### Problem description
Give back every entry in full, exactly as it reads.

### Data records
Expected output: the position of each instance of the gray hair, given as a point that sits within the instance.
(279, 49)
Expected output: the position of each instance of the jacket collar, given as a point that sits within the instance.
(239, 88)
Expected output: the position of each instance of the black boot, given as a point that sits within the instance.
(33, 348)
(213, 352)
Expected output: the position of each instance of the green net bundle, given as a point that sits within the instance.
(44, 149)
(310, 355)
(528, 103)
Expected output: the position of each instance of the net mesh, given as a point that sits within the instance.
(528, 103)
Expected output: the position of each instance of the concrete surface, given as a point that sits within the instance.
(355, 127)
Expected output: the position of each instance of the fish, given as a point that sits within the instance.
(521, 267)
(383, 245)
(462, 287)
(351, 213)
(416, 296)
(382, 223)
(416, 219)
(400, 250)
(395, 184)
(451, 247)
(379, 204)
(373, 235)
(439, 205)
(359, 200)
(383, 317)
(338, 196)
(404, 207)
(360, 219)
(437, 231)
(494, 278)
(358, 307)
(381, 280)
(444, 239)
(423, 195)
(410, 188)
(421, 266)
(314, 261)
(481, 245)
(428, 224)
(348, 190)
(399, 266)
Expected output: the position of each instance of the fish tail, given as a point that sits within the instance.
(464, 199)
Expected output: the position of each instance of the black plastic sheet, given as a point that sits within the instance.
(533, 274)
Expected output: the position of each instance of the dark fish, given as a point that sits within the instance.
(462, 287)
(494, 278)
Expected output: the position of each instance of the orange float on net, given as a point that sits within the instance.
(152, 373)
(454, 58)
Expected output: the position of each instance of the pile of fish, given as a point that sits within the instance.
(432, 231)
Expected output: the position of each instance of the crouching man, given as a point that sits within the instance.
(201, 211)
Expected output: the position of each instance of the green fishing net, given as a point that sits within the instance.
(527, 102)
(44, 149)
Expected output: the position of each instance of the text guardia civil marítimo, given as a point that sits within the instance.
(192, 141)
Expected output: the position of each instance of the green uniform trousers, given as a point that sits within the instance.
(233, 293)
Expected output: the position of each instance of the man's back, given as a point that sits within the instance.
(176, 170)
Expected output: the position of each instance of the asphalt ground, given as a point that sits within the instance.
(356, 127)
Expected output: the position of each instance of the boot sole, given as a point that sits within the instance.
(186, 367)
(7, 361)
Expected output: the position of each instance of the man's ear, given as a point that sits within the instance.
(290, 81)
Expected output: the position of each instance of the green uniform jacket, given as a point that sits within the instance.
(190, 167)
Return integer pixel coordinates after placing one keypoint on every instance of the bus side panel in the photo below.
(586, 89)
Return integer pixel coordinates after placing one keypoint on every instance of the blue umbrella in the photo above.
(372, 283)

### Task response
Expected output: the position of each instance of the gray hair, given as a point that sits within the instance.
(279, 49)
Expected output: the position of each instance of the jacket collar, given as a point that sits within the instance.
(239, 88)
Expected output: the position of each instance of the black boot, given as a point that sits within the instance.
(33, 348)
(213, 352)
Expected output: the position of each instance of the green net bundle, given as a point that sits within the instance.
(44, 149)
(310, 355)
(528, 103)
Expected output: the position of each instance of the net mesh, given as a point that sits within the instance.
(528, 103)
Expected output: the position of each instance of the concrete surface, given as a point that sits within the instance.
(355, 127)
Expected output: the position of each instance of the fish, given as a point that sits within the instance.
(521, 267)
(383, 245)
(462, 287)
(351, 213)
(416, 296)
(382, 223)
(416, 219)
(400, 250)
(395, 184)
(451, 247)
(379, 204)
(373, 235)
(439, 205)
(359, 200)
(383, 317)
(338, 196)
(404, 207)
(360, 219)
(437, 231)
(494, 278)
(358, 307)
(381, 280)
(444, 239)
(423, 195)
(410, 188)
(421, 266)
(314, 261)
(481, 245)
(428, 224)
(348, 190)
(399, 266)
Expected output: the position of each instance of the fish tail, given as a point that sits within the instance.
(464, 199)
Expected output: the position of each instance of the black plastic sheet, given as a point that sits within the instance.
(533, 274)
Expected output: the position of each instance of the dark fish, given as a point that sits within the instance.
(462, 287)
(494, 278)
Expected output: the position of each instance of the orange float on net, given as a point that sits within the instance.
(152, 373)
(454, 58)
Expected output: the position of each instance of the pile of fish, given as a point that sits within the instance.
(432, 231)
Expected output: the position of each instance of the crouching man, given as a point that sits within the instance.
(201, 211)
Expected output: the position of each instance of the green fishing net, given as a point that sits within the instance.
(527, 102)
(44, 149)
Expected output: the position of each instance of the text guardia civil marítimo, given as a point that sits within the instance.
(192, 141)
Expected output: the position of each instance of the green uniform trousers, given as a point that sits within the instance.
(233, 293)
Expected output: the position of each instance of the man's back, given as a point that sits within the instance.
(176, 170)
Expected output: the position of each instance of the asphalt ground, given as a point that sits within the instance.
(356, 127)
Expected output: the position of each instance of the boot sole, given as a point that sits within the instance.
(186, 367)
(7, 361)
Expected output: the position of each instance of the man's ear, given as a point that sits within the instance.
(290, 81)
Expected output: the position of each instance of the green uniform jacket, given as a point that sits within the instance.
(190, 167)
Return integer pixel coordinates after placing one keypoint on every instance of the bus side panel in the photo below.
(586, 89)
Return integer pixel coordinates after placing one keypoint on every instance of the blue umbrella in the photo above.
(372, 283)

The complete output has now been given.